* **Extract to read**:
"""

Ackmann points out that, unlike the Brontë sisters, who had to work for a living and who died relatively young, Dickinson had the luxury of secreting and isolating herself in a genteel environment. “She had class privilege—she could live in her parents’ home and not wash or make hats in a factory like women across the road from her. She molded her environment to support her work….I think she knew that to write with the kind of intensity she needed, she had to have quiet days. She was an introvert’s introvert,” says Ackmann. But Dickinson reached out to people who mattered, notably Thomas Wentworth Higginson, the author with whom Dickinson maintained a lifelong correspondence and with whom she shared many of her poems.
Dickinson published only a handful of poems in her lifetime, but after her death, her sister discovered hundreds and hundreds (Dickinson wrote 1,789 in all). Today she is one of the world’s best-known poets.
Children’s book author Berne came to the subject of Dickinson by a different path. A former advertising copywriter, she moved into writing picture books “because there’s such a beautiful synergy between words and pictures. And I realized if I started to write nonfiction picture books I could finally write about the subjects I love; people who explored the universe, about science, anything that interested me.”

"""

* **Check your understanding**:
1. According to the passage on Dickinson, how many poems did she write in all?
2. Duplicate the part of the passage that opens with the words containing "Ackmann points out" and closes with "of her poems.".
The material that comes next bears no relation to the passage.

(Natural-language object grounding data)
"""

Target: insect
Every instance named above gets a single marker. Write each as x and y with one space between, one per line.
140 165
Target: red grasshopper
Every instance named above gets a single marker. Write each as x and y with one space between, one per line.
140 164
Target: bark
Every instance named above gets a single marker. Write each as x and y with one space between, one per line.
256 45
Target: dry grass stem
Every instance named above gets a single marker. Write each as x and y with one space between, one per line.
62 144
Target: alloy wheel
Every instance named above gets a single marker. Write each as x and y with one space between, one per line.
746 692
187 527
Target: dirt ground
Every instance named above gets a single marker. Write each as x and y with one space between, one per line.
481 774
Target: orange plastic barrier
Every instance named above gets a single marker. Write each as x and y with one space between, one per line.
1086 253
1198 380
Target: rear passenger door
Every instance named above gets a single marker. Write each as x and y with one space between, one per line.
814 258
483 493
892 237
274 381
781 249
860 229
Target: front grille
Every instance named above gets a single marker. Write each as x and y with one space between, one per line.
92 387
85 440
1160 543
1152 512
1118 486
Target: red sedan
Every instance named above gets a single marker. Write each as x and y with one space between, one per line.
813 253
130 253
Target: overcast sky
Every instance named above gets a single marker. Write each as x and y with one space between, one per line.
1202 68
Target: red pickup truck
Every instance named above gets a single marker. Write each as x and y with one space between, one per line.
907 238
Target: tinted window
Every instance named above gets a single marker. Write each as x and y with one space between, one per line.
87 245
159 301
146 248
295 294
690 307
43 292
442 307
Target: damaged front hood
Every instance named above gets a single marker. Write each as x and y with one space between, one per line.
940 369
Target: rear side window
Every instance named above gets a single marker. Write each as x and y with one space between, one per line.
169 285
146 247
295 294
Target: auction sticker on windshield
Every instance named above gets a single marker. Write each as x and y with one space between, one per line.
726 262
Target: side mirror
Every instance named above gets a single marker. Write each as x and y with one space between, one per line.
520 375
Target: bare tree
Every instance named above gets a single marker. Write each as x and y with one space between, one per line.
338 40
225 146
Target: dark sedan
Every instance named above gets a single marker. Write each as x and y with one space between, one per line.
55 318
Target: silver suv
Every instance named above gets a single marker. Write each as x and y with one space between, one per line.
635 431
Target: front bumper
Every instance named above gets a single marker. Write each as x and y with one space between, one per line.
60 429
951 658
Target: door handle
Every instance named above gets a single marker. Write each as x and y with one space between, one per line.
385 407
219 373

"""

* **Solutions**:
1. 1,789

2.
Ackmann points out that, unlike the Brontë sisters, who had to work for a living and who died relatively young, Dickinson had the luxury of secreting and isolating herself in a genteel environment. “She had class privilege—she could live in her parents’ home and not wash or make hats in a factory like women across the road from her. She molded her environment to support her work….I think she knew that to write with the kind of intensity she needed, she had to have quiet days. She was an introvert’s introvert,” says Ackmann. But Dickinson reached out to people who mattered, notably Thomas Wentworth Higginson, the author with whom Dickinson maintained a lifelong correspondence and with whom she shared many of her poems.